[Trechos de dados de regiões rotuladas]
········

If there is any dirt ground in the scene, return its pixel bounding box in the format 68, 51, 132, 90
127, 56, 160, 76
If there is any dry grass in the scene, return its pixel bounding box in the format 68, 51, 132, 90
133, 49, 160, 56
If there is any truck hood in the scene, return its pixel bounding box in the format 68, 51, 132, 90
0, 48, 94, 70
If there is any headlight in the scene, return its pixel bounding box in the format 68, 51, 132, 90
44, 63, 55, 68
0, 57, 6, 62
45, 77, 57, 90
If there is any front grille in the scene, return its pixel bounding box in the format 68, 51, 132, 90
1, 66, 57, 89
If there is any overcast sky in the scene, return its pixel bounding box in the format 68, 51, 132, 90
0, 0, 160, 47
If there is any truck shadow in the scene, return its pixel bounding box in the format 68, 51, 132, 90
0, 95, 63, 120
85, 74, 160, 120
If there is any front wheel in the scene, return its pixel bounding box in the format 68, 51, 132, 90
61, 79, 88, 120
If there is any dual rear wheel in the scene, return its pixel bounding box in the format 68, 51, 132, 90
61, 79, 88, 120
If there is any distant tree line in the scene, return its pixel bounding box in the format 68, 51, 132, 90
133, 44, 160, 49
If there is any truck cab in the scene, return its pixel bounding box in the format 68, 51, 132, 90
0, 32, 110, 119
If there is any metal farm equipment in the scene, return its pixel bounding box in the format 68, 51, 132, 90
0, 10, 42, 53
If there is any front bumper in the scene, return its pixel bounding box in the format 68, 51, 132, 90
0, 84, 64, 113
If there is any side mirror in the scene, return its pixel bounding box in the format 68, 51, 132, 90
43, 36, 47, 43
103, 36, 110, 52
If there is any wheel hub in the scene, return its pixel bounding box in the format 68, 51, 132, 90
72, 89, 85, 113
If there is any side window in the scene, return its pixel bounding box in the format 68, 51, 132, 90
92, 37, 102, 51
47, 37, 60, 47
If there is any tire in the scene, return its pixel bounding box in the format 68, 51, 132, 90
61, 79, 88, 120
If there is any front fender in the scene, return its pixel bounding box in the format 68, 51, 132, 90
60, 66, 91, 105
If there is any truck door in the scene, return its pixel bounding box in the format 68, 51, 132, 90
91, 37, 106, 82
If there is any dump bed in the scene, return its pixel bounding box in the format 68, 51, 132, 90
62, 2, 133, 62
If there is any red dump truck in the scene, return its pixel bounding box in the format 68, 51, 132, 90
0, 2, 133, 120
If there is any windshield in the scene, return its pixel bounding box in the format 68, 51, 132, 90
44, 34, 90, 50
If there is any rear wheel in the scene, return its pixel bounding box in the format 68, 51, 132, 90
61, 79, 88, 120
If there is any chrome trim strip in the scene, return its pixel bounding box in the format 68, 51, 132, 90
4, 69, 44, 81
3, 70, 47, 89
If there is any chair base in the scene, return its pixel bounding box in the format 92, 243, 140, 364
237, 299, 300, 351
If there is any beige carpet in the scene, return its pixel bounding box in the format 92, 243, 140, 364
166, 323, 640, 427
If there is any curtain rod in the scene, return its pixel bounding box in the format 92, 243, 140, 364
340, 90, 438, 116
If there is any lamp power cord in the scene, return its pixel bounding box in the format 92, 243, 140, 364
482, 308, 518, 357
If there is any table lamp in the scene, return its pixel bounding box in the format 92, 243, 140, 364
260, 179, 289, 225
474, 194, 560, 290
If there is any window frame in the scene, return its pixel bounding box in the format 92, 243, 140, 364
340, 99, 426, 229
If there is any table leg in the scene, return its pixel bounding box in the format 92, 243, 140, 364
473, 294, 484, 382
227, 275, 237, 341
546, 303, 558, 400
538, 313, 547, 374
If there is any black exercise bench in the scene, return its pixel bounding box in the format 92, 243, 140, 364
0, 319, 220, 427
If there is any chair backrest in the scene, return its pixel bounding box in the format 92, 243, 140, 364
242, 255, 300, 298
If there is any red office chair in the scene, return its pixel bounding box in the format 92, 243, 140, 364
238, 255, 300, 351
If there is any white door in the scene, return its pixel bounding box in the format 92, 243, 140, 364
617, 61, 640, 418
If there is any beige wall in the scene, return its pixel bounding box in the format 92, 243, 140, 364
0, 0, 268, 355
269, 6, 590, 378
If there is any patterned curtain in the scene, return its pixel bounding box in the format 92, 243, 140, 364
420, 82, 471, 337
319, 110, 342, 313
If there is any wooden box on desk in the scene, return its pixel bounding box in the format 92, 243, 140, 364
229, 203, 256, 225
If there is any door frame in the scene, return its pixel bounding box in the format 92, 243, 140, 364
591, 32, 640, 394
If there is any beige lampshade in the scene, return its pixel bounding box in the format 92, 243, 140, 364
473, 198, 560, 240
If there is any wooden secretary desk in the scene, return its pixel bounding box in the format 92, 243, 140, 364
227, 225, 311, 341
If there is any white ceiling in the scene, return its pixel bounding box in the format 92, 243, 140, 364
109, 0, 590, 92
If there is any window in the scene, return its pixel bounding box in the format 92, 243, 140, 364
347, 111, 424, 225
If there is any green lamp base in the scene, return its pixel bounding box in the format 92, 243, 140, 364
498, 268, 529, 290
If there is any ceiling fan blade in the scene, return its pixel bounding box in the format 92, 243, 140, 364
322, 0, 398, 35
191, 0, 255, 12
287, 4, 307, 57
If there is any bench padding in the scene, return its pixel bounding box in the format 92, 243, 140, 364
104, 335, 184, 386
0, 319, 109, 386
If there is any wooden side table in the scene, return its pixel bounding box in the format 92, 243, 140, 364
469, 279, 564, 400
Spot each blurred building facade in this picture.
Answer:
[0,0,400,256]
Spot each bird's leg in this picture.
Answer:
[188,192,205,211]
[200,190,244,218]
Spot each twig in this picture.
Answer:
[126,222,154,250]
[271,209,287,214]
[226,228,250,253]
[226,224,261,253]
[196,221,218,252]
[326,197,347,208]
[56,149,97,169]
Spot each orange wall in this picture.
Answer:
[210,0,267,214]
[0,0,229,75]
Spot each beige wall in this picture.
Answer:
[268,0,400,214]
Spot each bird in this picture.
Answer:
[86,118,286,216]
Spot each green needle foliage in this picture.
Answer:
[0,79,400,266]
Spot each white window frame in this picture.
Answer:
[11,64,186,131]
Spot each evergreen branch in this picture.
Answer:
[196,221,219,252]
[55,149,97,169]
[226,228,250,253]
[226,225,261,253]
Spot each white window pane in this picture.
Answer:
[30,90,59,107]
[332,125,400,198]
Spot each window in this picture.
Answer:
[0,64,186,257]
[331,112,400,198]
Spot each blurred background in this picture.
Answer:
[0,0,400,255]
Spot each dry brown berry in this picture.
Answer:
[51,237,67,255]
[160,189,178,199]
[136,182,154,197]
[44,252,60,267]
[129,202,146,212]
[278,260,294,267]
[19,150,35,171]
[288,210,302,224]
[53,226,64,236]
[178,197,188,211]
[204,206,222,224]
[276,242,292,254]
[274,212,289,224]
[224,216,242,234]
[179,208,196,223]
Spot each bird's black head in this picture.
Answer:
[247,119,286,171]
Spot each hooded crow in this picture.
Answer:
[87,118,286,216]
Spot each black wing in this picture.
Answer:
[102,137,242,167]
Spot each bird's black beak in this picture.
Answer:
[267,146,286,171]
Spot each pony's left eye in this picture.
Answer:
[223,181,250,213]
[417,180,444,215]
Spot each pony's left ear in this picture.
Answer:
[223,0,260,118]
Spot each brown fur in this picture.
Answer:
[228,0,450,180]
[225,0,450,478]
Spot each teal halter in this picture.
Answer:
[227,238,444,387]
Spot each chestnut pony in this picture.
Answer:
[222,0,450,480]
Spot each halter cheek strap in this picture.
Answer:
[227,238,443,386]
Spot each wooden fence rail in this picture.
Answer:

········

Transcreva novamente o trecho que vai da linha que contém "Spot each teal halter in this picture." até o final dos registros, ambos os extremos incluídos, mantendo as solicitações e deslocando cada coordenada das respostas com o acréscimo de 69.

* [A resposta]:
Spot each teal halter in this picture.
Answer:
[296,307,513,456]
Spot each chestnut pony in this picture.
Answer:
[291,69,519,549]
Spot each halter cheek strap in this picture.
Answer:
[296,307,512,455]
Spot each wooden fence rail in this picture.
Answer:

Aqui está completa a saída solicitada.